### WORK REQUEST 1
Which software does the passage on blood serum testing and gene polymorphism results name for the statistical analysis?
### WORK REQUEST 2
Reproduce the passage on blood serum testing and gene polymorphism results from "GroupsCasesGGGAAAGAGGGCCCGC" to "(38.5)961530111 (71.2)  45 (28.8)".

### READING PASSAGE

>>>

Peripheral blood (5 ml) was collected and performed by centrifugation at 3,000 × g for 20 min. The upper layer of the serum was taken and stored at −20°C. The kits were purchased from Santa Cruz Biotechnology, Inc. (Santa Cruz, CA, USA), and the microplate reader was purchased from the Bio-Rad Laboratories, Inc. (Hercules, CA, USA). The steps were carried out strictly in accordance with the specifications.

Statistical analysis

The normal data were expressed as mean ± standard deviation, t-test was used for comparison, while the measurement data were expressed by rate. The Chi-square test was used for comparison. The exposure risk was tested using a single factor logistic model and expressed by the odds ratio (OR) value. P<0.05 indicated that the difference was statistically significant. The SPSS 20.0 software (IBM, Armonk, NY, USA) was applied for statistical analysis.

Results

Analysis of the polymorphisms of −800G/A and +915G/C gene

The proportion of −800G/A gene AA subtype and A allelic gene in the observation group was significantly higher than that in the control group, while the proportion of +915G/C gene CC subtype and C allelic gene was also significantly higher than that in the control group; differences were statistically significant (P<0.05). The cancer risk (OR) of patients with A allelic gene in −800G/A gene was 4.8 (117×96/39×60) (95% CI=2.563–6.537, P<0.05) while the cancer risk (OR) of the patients with C allelic gene in +915G/C gene was 4.7 (102×111/54×45), (95% CI=2.317–5.864, P<0.05) (Table II).

Table II.

Analysis on the polymorphisms of −800G/A and +915G/C gene [n (%)].

Table II.

Analysis on the polymorphisms of −800G/A and +915G/C gene [n (%)].

−800G/A+915G/C


GroupsCasesGGGAAAGAGGGCCCGC
Observation group156281110639 (25.0)117 (75.0)312379  54 (34.6)102 (65.4)
Control group1567026  3496 (61.5)  60 (38.5)961530111 (71.2)  45 (28.8)
χ2 60.471 42.423 56.794 41.793
P-value <0.001 <0.001 <0.001 <0.001
Comparison of serum TGF-β1 expression levels

The TGF-β1 expression levels of −800G/A gene AA subtype serum in the observation group were significantly higher than GG type, GA type and the control group, while the TGF-β1 levels of +915G/C gene CC subtype were significantly higher than GG type, GC type and the control group, and the differences were statistically significant (P<0.05) (Fig. 1).

<<<

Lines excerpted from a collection
>>>

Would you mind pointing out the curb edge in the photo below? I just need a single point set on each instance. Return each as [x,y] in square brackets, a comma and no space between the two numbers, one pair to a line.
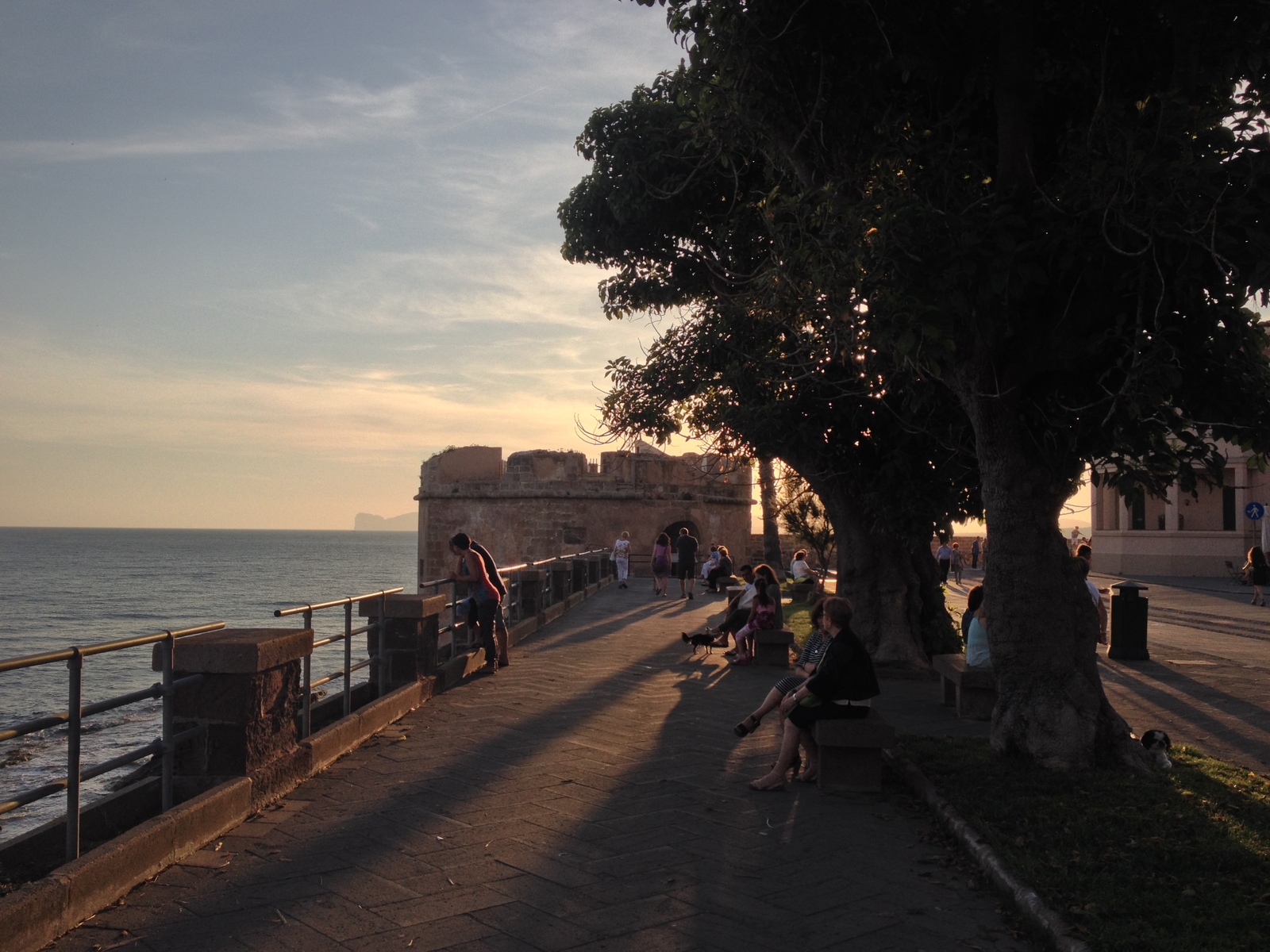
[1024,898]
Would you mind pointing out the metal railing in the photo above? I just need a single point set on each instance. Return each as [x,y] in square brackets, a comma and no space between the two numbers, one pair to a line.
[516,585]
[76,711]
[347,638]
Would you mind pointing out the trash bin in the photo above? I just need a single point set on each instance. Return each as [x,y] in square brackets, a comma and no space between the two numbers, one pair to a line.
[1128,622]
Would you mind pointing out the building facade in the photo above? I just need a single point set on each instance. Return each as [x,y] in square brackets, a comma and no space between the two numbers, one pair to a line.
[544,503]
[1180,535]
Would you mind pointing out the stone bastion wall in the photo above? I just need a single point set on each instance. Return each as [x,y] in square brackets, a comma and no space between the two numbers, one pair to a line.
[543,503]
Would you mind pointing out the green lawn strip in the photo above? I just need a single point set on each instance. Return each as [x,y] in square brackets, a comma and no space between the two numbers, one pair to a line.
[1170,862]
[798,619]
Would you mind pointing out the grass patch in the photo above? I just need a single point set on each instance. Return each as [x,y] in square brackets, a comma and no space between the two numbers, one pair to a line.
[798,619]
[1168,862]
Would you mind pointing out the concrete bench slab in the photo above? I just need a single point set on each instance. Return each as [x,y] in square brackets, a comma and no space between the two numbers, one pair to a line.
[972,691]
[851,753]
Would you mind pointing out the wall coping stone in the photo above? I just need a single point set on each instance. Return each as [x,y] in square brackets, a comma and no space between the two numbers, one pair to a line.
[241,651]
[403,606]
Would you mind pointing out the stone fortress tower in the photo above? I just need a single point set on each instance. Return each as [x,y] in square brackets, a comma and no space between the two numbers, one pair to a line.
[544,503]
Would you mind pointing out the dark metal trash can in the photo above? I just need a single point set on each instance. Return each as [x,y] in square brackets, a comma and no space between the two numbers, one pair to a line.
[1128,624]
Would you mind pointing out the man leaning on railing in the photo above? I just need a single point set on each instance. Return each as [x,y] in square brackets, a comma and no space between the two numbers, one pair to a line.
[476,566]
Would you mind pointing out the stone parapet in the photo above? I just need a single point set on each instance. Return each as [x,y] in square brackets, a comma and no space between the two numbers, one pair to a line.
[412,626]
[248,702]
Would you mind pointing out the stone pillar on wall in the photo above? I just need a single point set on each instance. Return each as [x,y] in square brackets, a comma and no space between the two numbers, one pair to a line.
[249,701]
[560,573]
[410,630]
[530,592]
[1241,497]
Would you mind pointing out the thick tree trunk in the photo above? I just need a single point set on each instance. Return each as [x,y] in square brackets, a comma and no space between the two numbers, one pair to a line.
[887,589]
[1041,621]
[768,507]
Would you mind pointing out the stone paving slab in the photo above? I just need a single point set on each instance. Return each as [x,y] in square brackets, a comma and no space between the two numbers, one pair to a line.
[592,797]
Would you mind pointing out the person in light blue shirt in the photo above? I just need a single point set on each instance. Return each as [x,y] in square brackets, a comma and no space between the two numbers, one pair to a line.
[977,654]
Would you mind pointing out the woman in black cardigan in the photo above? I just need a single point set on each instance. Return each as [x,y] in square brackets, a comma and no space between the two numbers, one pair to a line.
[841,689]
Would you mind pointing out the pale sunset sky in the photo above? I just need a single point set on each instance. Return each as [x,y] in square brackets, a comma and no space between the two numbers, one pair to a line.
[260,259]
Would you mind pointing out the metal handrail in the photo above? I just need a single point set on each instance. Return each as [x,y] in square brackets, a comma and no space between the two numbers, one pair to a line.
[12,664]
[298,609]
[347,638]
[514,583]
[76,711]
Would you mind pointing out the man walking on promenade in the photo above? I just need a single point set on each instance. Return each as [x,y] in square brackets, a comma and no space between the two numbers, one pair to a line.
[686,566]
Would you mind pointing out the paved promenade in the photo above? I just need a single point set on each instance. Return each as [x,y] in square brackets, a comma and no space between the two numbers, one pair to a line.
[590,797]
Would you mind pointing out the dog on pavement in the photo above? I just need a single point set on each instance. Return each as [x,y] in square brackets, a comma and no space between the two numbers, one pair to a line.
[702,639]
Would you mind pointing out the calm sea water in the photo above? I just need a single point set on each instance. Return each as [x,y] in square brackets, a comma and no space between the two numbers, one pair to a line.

<<<

### ANSWER AREA 1
SPSS 20.0 (IBM, Armonk, NY, USA).

### ANSWER AREA 2
GroupsCasesGGGAAAGAGGGCCCGC
Observation group156281110639 (25.0)117 (75.0)312379  54 (34.6)102 (65.4)
Control group1567026  3496 (61.5)  60 (38.5)961530111 (71.2)  45 (28.8)